[Dataset extract — start]

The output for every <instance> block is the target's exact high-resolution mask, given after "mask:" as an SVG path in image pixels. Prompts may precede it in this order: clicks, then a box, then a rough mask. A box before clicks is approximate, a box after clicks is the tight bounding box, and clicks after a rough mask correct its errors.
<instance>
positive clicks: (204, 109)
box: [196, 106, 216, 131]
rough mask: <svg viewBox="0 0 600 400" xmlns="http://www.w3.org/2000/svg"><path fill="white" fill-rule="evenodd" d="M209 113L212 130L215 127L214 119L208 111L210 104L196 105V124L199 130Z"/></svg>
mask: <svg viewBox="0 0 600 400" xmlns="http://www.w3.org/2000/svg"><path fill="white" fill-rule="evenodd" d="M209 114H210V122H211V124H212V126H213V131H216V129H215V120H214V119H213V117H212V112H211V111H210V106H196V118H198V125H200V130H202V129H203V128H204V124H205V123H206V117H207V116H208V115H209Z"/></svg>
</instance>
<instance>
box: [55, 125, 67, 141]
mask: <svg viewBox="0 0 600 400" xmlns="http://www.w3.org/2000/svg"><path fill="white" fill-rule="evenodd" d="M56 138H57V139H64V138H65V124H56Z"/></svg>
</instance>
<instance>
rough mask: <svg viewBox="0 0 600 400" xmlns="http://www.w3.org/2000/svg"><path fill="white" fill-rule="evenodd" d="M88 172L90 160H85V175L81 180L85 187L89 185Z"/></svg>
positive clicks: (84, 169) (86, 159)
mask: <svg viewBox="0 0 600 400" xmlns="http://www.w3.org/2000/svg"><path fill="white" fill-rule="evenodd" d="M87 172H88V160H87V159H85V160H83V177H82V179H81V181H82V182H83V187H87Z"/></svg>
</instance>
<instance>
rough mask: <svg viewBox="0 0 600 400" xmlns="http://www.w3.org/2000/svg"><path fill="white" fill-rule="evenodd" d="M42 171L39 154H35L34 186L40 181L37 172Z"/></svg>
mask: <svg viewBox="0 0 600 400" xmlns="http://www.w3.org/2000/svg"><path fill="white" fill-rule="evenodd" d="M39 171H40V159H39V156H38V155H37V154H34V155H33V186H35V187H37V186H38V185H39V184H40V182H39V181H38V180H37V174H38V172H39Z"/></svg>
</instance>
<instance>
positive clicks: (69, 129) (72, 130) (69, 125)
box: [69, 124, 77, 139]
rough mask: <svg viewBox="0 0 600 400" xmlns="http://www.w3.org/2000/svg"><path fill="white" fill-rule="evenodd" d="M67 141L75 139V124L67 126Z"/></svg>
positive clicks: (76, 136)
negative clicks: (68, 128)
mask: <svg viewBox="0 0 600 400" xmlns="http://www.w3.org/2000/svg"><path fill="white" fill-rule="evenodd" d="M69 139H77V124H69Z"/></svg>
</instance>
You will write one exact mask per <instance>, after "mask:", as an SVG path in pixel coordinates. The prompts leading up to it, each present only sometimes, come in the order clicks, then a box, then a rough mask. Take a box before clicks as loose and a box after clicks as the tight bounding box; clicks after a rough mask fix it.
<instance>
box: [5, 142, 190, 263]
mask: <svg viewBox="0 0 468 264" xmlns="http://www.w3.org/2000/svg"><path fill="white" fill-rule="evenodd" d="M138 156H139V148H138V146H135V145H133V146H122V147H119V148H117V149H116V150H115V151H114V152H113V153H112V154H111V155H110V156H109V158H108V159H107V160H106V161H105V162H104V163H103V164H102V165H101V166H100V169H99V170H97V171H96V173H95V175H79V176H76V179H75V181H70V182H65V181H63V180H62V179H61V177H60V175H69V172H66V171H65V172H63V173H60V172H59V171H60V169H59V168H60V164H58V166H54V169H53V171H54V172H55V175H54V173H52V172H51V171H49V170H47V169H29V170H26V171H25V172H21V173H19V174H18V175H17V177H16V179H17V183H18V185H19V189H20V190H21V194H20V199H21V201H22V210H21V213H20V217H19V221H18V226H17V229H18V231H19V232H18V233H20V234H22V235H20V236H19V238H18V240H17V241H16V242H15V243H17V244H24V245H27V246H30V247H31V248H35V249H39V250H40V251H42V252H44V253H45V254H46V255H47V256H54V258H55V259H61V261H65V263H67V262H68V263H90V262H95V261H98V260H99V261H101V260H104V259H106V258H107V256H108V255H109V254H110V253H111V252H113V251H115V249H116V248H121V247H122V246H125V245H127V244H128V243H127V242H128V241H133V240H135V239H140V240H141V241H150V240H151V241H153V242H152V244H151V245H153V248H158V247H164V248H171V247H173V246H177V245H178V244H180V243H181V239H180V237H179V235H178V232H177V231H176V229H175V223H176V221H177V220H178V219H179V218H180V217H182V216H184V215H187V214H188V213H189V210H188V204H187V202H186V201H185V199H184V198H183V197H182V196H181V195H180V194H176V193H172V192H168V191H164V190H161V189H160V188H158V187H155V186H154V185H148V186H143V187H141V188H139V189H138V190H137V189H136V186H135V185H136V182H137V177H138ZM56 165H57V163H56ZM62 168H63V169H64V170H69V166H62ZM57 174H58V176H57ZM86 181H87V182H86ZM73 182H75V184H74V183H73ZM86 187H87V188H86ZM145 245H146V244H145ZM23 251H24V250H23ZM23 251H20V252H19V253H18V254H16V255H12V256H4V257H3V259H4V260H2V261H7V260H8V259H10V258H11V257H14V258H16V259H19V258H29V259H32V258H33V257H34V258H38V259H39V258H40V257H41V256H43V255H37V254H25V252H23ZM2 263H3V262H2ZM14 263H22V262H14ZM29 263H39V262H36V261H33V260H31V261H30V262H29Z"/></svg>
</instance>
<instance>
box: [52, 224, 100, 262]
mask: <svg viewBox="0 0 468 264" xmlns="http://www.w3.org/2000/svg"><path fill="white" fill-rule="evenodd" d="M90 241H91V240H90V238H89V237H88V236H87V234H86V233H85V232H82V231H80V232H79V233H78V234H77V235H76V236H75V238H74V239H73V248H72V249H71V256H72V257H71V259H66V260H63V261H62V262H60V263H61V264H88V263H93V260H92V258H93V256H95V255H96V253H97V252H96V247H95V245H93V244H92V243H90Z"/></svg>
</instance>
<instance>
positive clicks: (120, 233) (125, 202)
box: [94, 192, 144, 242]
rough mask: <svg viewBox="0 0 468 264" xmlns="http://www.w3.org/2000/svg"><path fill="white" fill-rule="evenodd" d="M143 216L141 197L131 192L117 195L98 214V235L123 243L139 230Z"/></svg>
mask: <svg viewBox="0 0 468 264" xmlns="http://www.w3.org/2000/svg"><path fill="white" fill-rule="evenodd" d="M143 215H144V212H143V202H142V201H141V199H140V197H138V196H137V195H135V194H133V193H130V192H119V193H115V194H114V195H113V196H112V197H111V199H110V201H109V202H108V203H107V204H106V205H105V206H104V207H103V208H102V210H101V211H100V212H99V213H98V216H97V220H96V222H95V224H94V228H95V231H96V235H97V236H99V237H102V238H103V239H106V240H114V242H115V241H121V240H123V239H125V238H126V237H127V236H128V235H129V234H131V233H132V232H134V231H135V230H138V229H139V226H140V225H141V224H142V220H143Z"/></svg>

[Dataset extract — finish]

• _Your objective_:
Recast the rows as a Markdown table with the columns Number and Line, starting at the first line of the rows and stopping after the line that contains "positive clicks: (204, 109)". Omit blank lines.

• _Answer to the problem_:
| Number | Line |
|---|---|
| 1 | The output for every <instance> block is the target's exact high-resolution mask, given after "mask:" as an SVG path in image pixels. Prompts may precede it in this order: clicks, then a box, then a rough mask. A box before clicks is approximate, a box after clicks is the tight bounding box, and clicks after a rough mask correct its errors. |
| 2 | <instance> |
| 3 | positive clicks: (204, 109) |